• **Passage to read**
—————

I believe Tom in his It Comes at Night review referenced the directors Shults had worked with and I am assuming some of that was after Krisha as the improvement between latter movie and the former is amazing. If you have time for a lot of movie watching and are interested in seeing a harsh, but honest family drama and further want to see the where Shults started, I would recommend it. Otherwise, I am not sure it is worth a recommendation.


I think I’m more on the audience side of this one. While I appreciate the excellent and suspenseful run-up to the finale, it didn’t feel to me as if anyone was able to make any meaningful choices in this movie, and if they did… would it even matter? The doomsday machine churns on to its inevitable end, with or without these characters in tow.

To me, well made, but unsatisfying as an experience. Maybe it’d be a good recommendation for film school students looking for tips on technique? I’d put The Witch way way above this.

Also how did the kid get infected? He sleepwalks, fine, but the house is always locked from the inside, yes?


Ok wait wait we gotta discuss the ending. @rowe33 said

I felt similarly, until I started looking at it from the angle that Travis opened the door during his nightmare. Andrew couldn’t have done it as he’s too short. Kim, Will, and Andrew were all healthy, just Travis was sick. Paul murders three healthy folks that were just trying to get away from the illness, once Will realized what had happened.

Er… what? So the door was locked from the inside, and someone else unlocked it?

If so then why did the couple continually refuse to show the kid’s face to the homeowner who asked to see him over and over?

I guess I wasn’t smart enough to understand this movie, or something?


I think the viewer’s free to interpret it how they want since it’s never clarified exactly what happens.

I think Travis goes out looking for his dog at night while in his nightmare, finds it, and brings it back. He’s the one that unlocks the door, then leaves it open when he goes to bed. Doesn’t make sense that any adults unlocked and opened it, and the little kid’s too small to reach.

—————

• **Study material**
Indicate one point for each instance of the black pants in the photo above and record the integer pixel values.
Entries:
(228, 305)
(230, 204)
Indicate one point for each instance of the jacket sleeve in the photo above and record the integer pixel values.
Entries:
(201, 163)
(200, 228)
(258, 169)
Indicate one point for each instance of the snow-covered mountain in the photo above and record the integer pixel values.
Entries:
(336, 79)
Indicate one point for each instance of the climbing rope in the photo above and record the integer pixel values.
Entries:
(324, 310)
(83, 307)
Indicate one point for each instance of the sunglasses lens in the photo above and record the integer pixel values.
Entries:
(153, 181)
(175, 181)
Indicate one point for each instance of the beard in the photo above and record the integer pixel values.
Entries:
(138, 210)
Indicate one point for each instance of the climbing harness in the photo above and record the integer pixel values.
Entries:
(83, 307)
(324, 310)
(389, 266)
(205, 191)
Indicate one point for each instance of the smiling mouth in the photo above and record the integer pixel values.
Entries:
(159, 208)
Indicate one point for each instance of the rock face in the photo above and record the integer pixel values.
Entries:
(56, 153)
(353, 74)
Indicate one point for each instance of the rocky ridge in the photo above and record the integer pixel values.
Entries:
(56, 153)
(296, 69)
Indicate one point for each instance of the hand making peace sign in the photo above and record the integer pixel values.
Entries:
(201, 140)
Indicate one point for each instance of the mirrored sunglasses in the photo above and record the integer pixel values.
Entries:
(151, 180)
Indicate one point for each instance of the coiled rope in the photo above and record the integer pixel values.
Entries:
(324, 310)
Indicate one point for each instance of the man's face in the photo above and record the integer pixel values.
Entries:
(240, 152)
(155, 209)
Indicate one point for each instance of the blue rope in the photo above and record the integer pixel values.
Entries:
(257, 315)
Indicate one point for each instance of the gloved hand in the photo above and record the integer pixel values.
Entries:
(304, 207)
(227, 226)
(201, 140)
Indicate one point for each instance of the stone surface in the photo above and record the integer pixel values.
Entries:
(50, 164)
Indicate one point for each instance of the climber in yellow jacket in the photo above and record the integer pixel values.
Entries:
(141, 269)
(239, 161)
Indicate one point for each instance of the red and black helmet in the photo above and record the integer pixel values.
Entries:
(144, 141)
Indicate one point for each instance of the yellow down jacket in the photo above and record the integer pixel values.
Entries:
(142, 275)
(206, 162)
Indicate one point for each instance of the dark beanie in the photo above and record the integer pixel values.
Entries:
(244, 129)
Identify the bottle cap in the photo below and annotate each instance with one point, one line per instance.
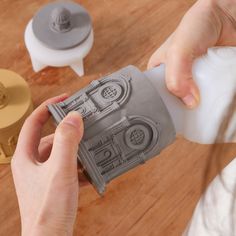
(62, 25)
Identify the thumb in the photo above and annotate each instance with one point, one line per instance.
(179, 79)
(66, 141)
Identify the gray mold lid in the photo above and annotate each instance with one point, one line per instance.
(62, 25)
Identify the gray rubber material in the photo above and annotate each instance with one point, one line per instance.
(61, 25)
(126, 124)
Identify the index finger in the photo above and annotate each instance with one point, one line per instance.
(30, 134)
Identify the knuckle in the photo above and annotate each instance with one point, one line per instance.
(66, 133)
(173, 87)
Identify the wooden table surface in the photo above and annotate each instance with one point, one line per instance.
(157, 198)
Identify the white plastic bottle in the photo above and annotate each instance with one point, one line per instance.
(215, 75)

—————

• **Work instructions**
A: Reproduce the part of the film discussion that begins at the words "If so then why" and stops after the words "movie, or something?".
B: Decide whether each statement agrees with the film discussion, and back each yes or no with the exact deciding words: (i) One commenter ranks The Witch well above this movie. (ii) A commenter claims Andrew opened the door. (iii) A commenter says the movie makes clear exactly what happens.
The data come from a source separate from the film discussion.

• **Set of answers**
A:
If so then why did the couple continually refuse to show the kid’s face to the homeowner who asked to see him over and over?

I guess I wasn’t smart enough to understand this movie, or something?

B:
(i) Yes: "I’d put The Witch way way above this."
(ii) No: "Andrew couldn’t have done it as he’s too short."
(iii) No: "it’s never clarified exactly what happens."